(EXCERPTED TEXT begins)
To me, the most amazing thing about postcranial pneumaticity in birds and other archosaurs is that the diverticula get out of the coelom, or body cavity. There are all kinds of developmental anomalies that lead to connections from the coelom to other spaces in the body, and usually they don’t turn out too well. I suspect that the early phases of the evolution of diverticula and pneumaticity didn’t provide any selective benefit but also no deficit. I infer the “no benefit” side because the diverticula would have been replacing too little tissue (bone or fat) to make a difference at first, and the “no deficit” side because if there had been any deficit, in the absence of a compelling benefit, one would expect diverticula to have gotten weeded out of the population. In evolutionary terms we would say that the primordial diverticula were “invisible to selection”, and in clinical terms we would say that they were “asymptomatic”.
In humans accessory bones of the foot are pretty common, and something like 30 different types have been catalogued. There are a couple that, if present, can impinge on nearby joints or tendons and cause pain, but the vast majority of accessory bones of the foot are asymptomatic, and their major clinical relevance is that they sometimes trick radiologists into thinking that something is wrong when in fact everything is okay. So these things are just evolutionarily floating along, mostly invisible to selection. If at some point in the future it becomes selectively advantageous to have them, they’ll be there, and in the meantime there is no selective pressure to get rid of them. The earliest diverticula might have worked that way, with the obvious difference that they did have a big selective payoff eventually, whereas accessory foot bones probably won’t.
But it’s good food for thought. A hypothetical Triassic physician might find that the lungs of one of his basal ornithodiran patients had herniated out of the body cavity and produced pneumatocoels up against the vertebrae. He’d probably call that a pathology, albeit a benign one. Where you get morphological discontinuities in evolution, some individual critter has to be the first to manifest the new thing, and compared to the rest of the population or species, that individual is abnormal. But the same developmental processes that produced the first individual may produce others in the same population, and these may be the seeds of new species and ultimately new higher taxa. Developmental pathologies are variations, and variation is the raw material of evolution.
(EXCERPTED TEXT ends)
(LISTED ENTRIES begins)
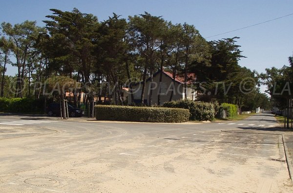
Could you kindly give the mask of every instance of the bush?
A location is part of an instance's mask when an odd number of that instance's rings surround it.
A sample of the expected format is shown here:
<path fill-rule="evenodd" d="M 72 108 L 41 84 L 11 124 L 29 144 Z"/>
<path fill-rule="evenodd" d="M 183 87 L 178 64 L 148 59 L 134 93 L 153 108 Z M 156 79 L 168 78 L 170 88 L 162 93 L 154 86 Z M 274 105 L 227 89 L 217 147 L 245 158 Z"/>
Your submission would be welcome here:
<path fill-rule="evenodd" d="M 188 109 L 191 121 L 212 121 L 215 116 L 215 109 L 213 104 L 183 100 L 171 101 L 164 103 L 163 106 L 170 108 L 182 108 Z"/>
<path fill-rule="evenodd" d="M 43 102 L 41 99 L 33 100 L 28 98 L 0 97 L 0 112 L 9 113 L 41 112 L 43 109 Z"/>
<path fill-rule="evenodd" d="M 221 108 L 227 111 L 227 117 L 232 117 L 237 115 L 237 106 L 236 105 L 229 103 L 222 103 Z"/>
<path fill-rule="evenodd" d="M 96 105 L 96 119 L 100 121 L 180 123 L 188 121 L 186 109 L 164 107 Z"/>

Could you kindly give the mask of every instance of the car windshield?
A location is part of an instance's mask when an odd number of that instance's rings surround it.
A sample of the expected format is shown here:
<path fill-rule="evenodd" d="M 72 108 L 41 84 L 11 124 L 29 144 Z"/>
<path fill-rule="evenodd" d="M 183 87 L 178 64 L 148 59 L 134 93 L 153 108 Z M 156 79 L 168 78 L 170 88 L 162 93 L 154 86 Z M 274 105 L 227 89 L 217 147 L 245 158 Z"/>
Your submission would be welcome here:
<path fill-rule="evenodd" d="M 70 105 L 68 105 L 69 108 L 74 108 L 74 107 L 73 107 L 73 106 L 71 106 Z"/>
(LISTED ENTRIES ends)
» REQUIRED TASKS:
1/ Using the pneumaticity text, explain why the author concludes that the earliest diverticula gave no selective benefit. Answer in one to three sentences.
2/ According to the pneumaticity text, roughly how many types of accessory foot bones have been catalogued in humans?

» ACTIVITY ANSWERS:
1/ The author reasons that the first diverticula would have replaced too little tissue, whether bone or fat, to make any difference.

2/ Something like 30 different types.